**RECORDED INFORMATION**

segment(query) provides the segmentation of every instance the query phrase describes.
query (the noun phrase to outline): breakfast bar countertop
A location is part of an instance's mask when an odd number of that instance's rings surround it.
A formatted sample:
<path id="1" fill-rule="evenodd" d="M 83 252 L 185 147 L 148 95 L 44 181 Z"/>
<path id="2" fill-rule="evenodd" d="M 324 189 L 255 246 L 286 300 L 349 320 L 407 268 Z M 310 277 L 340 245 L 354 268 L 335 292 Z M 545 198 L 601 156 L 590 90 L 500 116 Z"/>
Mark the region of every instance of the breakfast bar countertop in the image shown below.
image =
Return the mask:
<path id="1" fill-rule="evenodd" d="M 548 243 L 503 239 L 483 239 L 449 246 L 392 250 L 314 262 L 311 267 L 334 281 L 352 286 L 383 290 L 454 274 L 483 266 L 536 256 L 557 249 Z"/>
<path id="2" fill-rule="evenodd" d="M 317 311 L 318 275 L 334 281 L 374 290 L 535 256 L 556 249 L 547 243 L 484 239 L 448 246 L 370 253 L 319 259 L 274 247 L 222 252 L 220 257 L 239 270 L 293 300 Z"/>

**WHAT TO WORK ON**
Search the listing above for the string "every" and return each line it appears on.

**RESULT**
segment(query) provides the segmentation of every instance the query phrase describes.
Mark the region of every instance of the breakfast bar countertop in the image shown below.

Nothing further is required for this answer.